**MATERIAL SUPPLIED:**

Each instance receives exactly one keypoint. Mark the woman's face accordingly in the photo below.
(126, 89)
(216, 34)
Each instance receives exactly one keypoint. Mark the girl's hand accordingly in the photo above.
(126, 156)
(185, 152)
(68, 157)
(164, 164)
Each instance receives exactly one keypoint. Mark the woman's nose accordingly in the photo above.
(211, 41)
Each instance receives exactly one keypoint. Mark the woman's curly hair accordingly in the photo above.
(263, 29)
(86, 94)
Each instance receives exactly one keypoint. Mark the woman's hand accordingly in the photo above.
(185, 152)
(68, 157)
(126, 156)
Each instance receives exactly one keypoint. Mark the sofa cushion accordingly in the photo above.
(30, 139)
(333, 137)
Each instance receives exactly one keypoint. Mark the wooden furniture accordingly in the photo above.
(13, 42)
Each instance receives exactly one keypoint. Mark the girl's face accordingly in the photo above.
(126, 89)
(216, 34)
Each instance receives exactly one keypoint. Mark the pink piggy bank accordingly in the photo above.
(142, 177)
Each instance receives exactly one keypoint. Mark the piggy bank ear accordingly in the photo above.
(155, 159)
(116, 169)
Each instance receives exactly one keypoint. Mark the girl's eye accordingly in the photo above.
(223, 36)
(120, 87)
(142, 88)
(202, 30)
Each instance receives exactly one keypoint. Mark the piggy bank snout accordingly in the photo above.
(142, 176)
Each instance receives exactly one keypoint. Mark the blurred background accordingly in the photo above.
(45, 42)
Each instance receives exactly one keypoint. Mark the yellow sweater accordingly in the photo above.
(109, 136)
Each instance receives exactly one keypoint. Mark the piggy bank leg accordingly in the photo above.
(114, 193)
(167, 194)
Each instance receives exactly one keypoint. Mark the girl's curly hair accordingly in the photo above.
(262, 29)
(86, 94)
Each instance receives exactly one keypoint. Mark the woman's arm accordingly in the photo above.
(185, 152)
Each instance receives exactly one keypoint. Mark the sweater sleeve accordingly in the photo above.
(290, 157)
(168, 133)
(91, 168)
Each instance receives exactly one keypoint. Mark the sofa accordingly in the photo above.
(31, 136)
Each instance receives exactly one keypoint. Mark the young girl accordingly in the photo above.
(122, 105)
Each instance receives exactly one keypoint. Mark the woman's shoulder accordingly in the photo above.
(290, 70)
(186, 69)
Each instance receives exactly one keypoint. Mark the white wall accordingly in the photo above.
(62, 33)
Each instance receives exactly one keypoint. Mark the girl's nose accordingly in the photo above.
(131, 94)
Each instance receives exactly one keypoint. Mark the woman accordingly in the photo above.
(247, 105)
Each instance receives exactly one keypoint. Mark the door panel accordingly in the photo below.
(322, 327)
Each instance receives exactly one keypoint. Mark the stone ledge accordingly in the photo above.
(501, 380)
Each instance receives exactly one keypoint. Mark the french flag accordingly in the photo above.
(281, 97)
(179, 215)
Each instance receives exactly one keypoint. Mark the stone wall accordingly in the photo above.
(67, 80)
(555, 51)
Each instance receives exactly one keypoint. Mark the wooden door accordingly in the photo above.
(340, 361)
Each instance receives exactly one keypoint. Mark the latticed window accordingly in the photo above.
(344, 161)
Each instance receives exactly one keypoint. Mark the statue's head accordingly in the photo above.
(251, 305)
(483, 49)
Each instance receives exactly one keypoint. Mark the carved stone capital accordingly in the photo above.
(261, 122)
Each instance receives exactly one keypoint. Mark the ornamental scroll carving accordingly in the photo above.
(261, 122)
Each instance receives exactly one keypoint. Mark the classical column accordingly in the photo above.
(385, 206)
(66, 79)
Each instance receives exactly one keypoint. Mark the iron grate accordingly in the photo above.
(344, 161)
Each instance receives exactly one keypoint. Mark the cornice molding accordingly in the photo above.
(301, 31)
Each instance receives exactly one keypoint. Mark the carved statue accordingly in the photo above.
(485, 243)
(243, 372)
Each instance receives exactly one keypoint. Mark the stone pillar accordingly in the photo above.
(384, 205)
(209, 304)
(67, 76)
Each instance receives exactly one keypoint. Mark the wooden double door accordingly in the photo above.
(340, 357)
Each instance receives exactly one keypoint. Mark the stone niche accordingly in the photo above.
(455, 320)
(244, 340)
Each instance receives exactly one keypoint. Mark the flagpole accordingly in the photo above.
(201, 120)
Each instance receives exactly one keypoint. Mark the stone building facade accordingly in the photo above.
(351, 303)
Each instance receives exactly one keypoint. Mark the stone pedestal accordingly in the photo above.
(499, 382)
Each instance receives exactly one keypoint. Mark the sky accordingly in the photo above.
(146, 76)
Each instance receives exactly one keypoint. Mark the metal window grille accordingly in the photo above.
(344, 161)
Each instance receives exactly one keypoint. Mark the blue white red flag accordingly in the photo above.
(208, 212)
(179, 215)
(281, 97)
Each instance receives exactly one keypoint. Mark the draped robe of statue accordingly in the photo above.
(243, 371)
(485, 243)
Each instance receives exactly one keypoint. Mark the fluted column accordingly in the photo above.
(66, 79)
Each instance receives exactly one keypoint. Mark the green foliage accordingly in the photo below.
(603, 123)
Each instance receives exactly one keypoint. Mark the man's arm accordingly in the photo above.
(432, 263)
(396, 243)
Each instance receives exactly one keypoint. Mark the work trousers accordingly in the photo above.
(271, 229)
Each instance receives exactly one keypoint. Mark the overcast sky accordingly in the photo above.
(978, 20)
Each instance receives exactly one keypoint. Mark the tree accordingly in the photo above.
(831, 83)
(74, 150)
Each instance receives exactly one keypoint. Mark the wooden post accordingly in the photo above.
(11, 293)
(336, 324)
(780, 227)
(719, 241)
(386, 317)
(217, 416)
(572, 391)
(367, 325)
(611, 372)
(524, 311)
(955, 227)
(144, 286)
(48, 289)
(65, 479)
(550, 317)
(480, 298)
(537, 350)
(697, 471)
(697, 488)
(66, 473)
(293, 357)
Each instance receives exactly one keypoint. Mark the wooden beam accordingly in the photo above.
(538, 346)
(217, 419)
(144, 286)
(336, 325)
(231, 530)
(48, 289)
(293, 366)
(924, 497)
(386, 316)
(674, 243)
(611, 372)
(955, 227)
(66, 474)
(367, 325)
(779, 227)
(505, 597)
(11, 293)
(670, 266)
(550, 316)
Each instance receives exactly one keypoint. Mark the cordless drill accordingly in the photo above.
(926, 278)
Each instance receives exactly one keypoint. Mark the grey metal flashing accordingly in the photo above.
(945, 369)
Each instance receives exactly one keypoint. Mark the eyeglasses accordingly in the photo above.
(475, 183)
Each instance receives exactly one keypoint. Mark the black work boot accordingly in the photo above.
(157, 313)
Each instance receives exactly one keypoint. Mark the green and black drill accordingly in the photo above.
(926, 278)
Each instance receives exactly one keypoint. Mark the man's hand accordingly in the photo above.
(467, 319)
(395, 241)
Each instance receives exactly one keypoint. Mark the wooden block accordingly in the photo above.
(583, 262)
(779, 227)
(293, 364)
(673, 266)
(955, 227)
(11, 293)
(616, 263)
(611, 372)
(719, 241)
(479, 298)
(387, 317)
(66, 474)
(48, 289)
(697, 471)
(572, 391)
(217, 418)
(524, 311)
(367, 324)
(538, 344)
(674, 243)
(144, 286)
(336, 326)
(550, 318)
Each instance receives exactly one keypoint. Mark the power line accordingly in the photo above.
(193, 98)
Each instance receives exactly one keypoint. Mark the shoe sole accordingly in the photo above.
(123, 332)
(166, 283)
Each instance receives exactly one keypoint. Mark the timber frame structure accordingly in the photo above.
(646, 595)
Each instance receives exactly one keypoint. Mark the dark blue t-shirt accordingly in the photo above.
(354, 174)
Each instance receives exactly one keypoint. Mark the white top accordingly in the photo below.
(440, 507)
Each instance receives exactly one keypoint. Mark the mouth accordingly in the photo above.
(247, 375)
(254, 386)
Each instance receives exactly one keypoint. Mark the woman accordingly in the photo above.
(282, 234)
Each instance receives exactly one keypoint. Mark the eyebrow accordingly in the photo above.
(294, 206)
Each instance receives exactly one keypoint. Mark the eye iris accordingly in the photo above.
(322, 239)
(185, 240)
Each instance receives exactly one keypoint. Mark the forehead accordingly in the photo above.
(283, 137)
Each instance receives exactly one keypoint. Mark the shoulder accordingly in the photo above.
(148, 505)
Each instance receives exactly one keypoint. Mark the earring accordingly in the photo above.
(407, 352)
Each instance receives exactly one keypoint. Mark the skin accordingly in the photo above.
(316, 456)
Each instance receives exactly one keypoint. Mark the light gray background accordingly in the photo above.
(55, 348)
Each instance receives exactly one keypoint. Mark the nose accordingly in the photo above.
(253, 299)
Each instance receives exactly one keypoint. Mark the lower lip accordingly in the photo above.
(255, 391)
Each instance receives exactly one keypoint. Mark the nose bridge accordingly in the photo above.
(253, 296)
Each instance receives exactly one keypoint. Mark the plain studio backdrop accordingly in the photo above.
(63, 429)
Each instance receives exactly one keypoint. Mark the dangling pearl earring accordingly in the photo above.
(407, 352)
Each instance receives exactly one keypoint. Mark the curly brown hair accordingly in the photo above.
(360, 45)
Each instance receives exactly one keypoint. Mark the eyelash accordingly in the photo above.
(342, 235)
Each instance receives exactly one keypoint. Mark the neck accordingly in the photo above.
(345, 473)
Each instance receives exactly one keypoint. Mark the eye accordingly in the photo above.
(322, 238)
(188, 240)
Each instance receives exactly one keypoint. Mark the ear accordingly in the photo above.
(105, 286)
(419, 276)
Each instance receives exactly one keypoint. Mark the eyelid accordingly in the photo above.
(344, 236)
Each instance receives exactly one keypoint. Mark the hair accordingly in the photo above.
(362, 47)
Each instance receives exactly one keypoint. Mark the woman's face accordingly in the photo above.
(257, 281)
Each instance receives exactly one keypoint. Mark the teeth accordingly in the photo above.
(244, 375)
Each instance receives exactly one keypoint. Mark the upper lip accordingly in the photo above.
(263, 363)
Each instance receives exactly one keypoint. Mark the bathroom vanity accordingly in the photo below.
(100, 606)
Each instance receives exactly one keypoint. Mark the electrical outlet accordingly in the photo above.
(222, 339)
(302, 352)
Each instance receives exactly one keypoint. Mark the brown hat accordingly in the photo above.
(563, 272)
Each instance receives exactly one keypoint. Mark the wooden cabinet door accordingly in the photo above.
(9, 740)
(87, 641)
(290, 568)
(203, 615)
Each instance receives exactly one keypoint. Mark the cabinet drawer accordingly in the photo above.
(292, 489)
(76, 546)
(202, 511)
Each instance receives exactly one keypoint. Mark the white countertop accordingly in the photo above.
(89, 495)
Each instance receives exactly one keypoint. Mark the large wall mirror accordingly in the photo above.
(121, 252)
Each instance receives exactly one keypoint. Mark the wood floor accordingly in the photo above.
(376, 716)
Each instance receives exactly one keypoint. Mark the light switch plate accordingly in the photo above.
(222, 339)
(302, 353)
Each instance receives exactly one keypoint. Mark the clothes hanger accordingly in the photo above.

**WHAT THE TASK REQUIRES:**
Reproduce every line of the data, requests included, from the line with "Each instance receives exactly one keypoint. Mark the hair" through the end of the data. Multiply each coordinate in the answers by 1.35 and round to the nearest whole number, rounding halves up.

**WRITTEN RESPONSE:**
Each instance receives exactly one keypoint. Mark the hair accordingly in the photo above.
(489, 63)
Each instance receives exactly one keypoint. Mark the woman's face accordingly in the photo above.
(347, 379)
Each instance receives exactly one keypoint. Mark the teeth accordingly in the photo above.
(329, 506)
Each instance receives exactly one keypoint. Mark the upper lip accordingly in the photo above.
(355, 490)
Each instance receives exactly one keypoint. Mark the bathroom vanity accordingly in the photo below.
(135, 818)
Each instance receives exactly one keypoint. Mark the electrical outlet accordingly in the photo above.
(300, 458)
(408, 475)
Each instance receives exactly one keypoint. Mark the brown hat accordingly in the photo above.
(760, 367)
Each instance receives exactly one keypoint. Mark the wooden cabinet door accordingly in the photo above.
(12, 999)
(117, 865)
(392, 767)
(274, 830)
Each instance receives exactly one keypoint. Mark the cabinet drawer accordingly in the photo above.
(394, 660)
(103, 737)
(273, 690)
Each instance receives exactly one keypoint. Mark the white countertop accordingly in the photo above.
(120, 668)
Each instance receives exactly one keypoint. Mark the large wall mirror accordingly in the photo above.
(163, 340)
Each instance receives exactly one keypoint. Mark the wood floor accordingly in the photo above.
(508, 967)
Each instance receives exactly one keypoint. Mark the light switch plate accordingly in the photo above.
(300, 458)
(408, 477)
Each instance receives exactly one keypoint. Mark the clothes hanger accordingly in the photo above.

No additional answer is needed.